Entries from a pointing dataset:
---

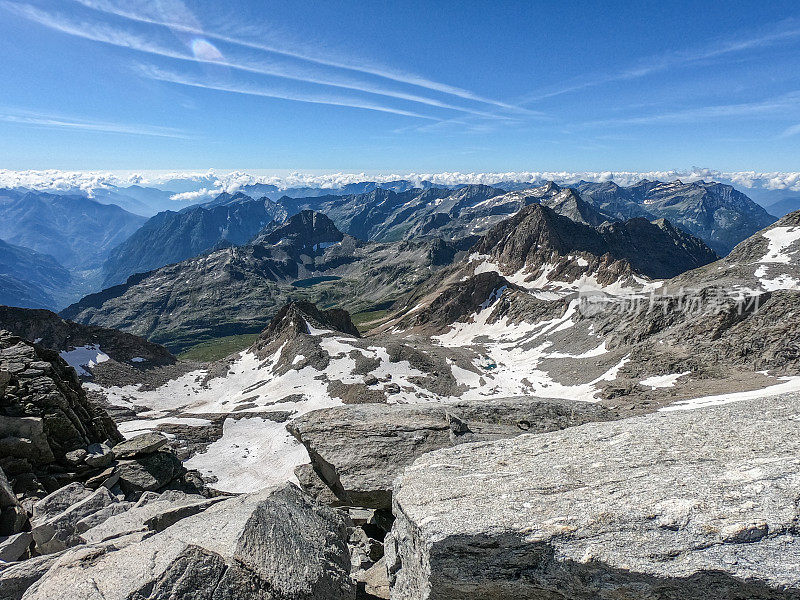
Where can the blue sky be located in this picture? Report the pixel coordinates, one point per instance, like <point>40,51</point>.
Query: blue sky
<point>372,86</point>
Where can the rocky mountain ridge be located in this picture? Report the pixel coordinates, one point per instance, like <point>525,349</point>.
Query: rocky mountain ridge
<point>238,289</point>
<point>171,237</point>
<point>31,279</point>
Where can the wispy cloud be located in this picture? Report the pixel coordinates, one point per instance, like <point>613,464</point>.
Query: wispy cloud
<point>172,77</point>
<point>152,13</point>
<point>791,131</point>
<point>781,32</point>
<point>209,182</point>
<point>204,52</point>
<point>779,104</point>
<point>61,122</point>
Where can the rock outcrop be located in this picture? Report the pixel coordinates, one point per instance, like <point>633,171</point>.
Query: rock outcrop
<point>44,412</point>
<point>358,450</point>
<point>55,333</point>
<point>273,544</point>
<point>686,504</point>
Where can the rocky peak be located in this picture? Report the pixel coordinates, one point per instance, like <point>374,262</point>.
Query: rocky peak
<point>55,333</point>
<point>567,202</point>
<point>306,228</point>
<point>535,235</point>
<point>295,318</point>
<point>44,411</point>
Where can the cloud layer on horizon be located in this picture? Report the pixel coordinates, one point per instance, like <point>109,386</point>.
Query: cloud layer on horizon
<point>199,185</point>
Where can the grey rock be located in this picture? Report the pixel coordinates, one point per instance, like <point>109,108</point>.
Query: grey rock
<point>56,503</point>
<point>376,580</point>
<point>7,496</point>
<point>153,515</point>
<point>76,457</point>
<point>149,472</point>
<point>99,455</point>
<point>107,478</point>
<point>358,450</point>
<point>17,578</point>
<point>146,443</point>
<point>13,520</point>
<point>696,504</point>
<point>99,518</point>
<point>312,484</point>
<point>273,544</point>
<point>13,547</point>
<point>31,441</point>
<point>60,532</point>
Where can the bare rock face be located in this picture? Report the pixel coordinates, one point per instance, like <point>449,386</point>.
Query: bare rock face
<point>44,412</point>
<point>273,544</point>
<point>358,450</point>
<point>680,505</point>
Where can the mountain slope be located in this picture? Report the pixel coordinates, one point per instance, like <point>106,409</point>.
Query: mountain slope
<point>767,261</point>
<point>716,213</point>
<point>538,238</point>
<point>78,344</point>
<point>238,289</point>
<point>785,206</point>
<point>171,237</point>
<point>77,230</point>
<point>31,279</point>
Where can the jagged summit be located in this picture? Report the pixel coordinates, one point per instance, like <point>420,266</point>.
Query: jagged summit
<point>306,228</point>
<point>301,318</point>
<point>767,261</point>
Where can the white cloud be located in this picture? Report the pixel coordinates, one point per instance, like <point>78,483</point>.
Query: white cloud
<point>207,184</point>
<point>172,77</point>
<point>197,195</point>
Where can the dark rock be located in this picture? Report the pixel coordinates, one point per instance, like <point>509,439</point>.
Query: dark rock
<point>277,543</point>
<point>99,456</point>
<point>145,443</point>
<point>149,472</point>
<point>358,450</point>
<point>14,547</point>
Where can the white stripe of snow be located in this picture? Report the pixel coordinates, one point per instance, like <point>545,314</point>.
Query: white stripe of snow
<point>790,384</point>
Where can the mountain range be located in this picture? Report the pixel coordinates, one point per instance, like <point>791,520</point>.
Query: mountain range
<point>31,279</point>
<point>238,288</point>
<point>102,245</point>
<point>170,237</point>
<point>539,342</point>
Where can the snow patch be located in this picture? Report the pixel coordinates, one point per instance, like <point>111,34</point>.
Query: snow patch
<point>252,454</point>
<point>661,381</point>
<point>790,384</point>
<point>84,357</point>
<point>780,238</point>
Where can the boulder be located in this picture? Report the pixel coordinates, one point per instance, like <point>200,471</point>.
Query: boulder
<point>691,505</point>
<point>145,443</point>
<point>44,404</point>
<point>13,547</point>
<point>60,532</point>
<point>16,578</point>
<point>151,515</point>
<point>56,503</point>
<point>149,472</point>
<point>276,543</point>
<point>12,516</point>
<point>358,450</point>
<point>25,437</point>
<point>99,455</point>
<point>7,496</point>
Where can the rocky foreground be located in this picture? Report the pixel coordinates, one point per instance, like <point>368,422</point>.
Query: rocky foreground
<point>511,498</point>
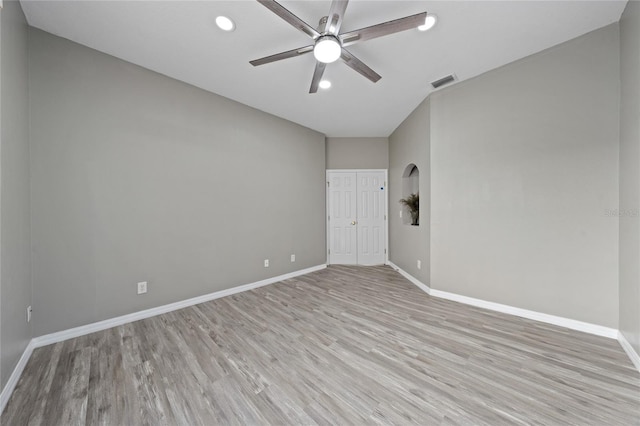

---

## Exercise brief
Repeat every line of the listing above word for word, leaving out the pictures.

## Answer for this exercise
Where can the blue sky be located in this picture? Report the pixel coordinates, one point per instance, like <point>40,51</point>.
Query: blue sky
<point>372,86</point>
Where can the rocky mountain ridge be located in this picture? Report the pixel coordinates, one point per instance, like <point>525,349</point>.
Query: rocky mountain ridge
<point>238,289</point>
<point>171,237</point>
<point>31,279</point>
Where can the wispy cloud be located in this picture? Report the pixel coordinates, one point per instance, like <point>613,464</point>.
Query: wispy cloud
<point>172,77</point>
<point>152,13</point>
<point>791,131</point>
<point>781,32</point>
<point>209,182</point>
<point>204,52</point>
<point>779,104</point>
<point>61,122</point>
Where can the rock outcrop be located in this picture? Report the pixel coordinates, one point per instance, like <point>633,171</point>.
Query: rock outcrop
<point>44,412</point>
<point>358,450</point>
<point>55,333</point>
<point>273,544</point>
<point>686,504</point>
Where can the rocky peak be located in this picture? Report the pixel coordinates, one point per instance, like <point>374,262</point>.
Query: rocky peak
<point>55,333</point>
<point>567,202</point>
<point>306,228</point>
<point>535,235</point>
<point>295,318</point>
<point>44,411</point>
Where can the cloud layer on horizon be located in this picture? Report the pixel coordinates, one point per instance, like <point>109,386</point>.
Query: cloud layer on horizon
<point>199,185</point>
Where can the grey rock be located in this picture? Report the pixel coordinates, one point per instance, like <point>109,108</point>.
Query: grey rock
<point>56,503</point>
<point>376,580</point>
<point>7,496</point>
<point>153,515</point>
<point>76,457</point>
<point>149,472</point>
<point>99,455</point>
<point>107,478</point>
<point>358,450</point>
<point>17,578</point>
<point>146,443</point>
<point>13,520</point>
<point>696,504</point>
<point>99,518</point>
<point>312,484</point>
<point>273,544</point>
<point>13,547</point>
<point>31,441</point>
<point>60,532</point>
Where can the bare rock face be located in this picture? Report the pixel coordinates, one point per instance, like <point>449,386</point>.
Query: bare rock face
<point>44,412</point>
<point>273,544</point>
<point>358,450</point>
<point>680,505</point>
Where can the mountain slope be located in this picture? Report the pixel coordinates, one point per instance, like <point>106,409</point>.
Query: mountain slope
<point>767,261</point>
<point>716,213</point>
<point>538,238</point>
<point>78,344</point>
<point>238,289</point>
<point>785,206</point>
<point>171,237</point>
<point>77,230</point>
<point>31,279</point>
Where can the jagged summit be located in this picture? Report the pixel coordinates, one point per instance, like <point>420,266</point>.
Query: jagged summit
<point>306,228</point>
<point>301,318</point>
<point>767,261</point>
Where can the white cloud be located in this picture? Report the pixel coordinates, one point per instance, like <point>78,483</point>.
Query: white cloud
<point>207,184</point>
<point>172,77</point>
<point>197,195</point>
Where can the dark rock be located in this picture? Report the pixel coordinates, one point per instance, like <point>509,439</point>.
Query: dark rock
<point>277,543</point>
<point>99,456</point>
<point>145,443</point>
<point>149,472</point>
<point>358,450</point>
<point>14,547</point>
Where can the white stripe of snow be located in this picture? Report the pixel coordinates, one point per instance, like <point>545,314</point>.
Query: white stripe of snow
<point>790,384</point>
Where can the mountain range be located in this picture? Report the pixel coordinates, one point per instance, like <point>791,520</point>.
Query: mountain range
<point>31,279</point>
<point>238,288</point>
<point>102,245</point>
<point>170,237</point>
<point>539,342</point>
Where can the snow patch be located in this picture? Report the pixel coordinates, one point per instance, like <point>111,34</point>.
Query: snow patch
<point>252,454</point>
<point>661,381</point>
<point>790,384</point>
<point>84,357</point>
<point>780,238</point>
Where can the boulder be located in this picture? Report the pixel coordinates, one point per instance, like <point>200,471</point>.
Query: boulder
<point>691,505</point>
<point>145,443</point>
<point>44,404</point>
<point>13,547</point>
<point>60,532</point>
<point>16,578</point>
<point>151,515</point>
<point>56,503</point>
<point>149,472</point>
<point>276,543</point>
<point>12,516</point>
<point>358,450</point>
<point>25,437</point>
<point>99,455</point>
<point>7,496</point>
Where can the rocky foreground be located in this picture? Report the pixel coordinates, one point per instance, like <point>368,422</point>.
Query: rocky foreground
<point>511,498</point>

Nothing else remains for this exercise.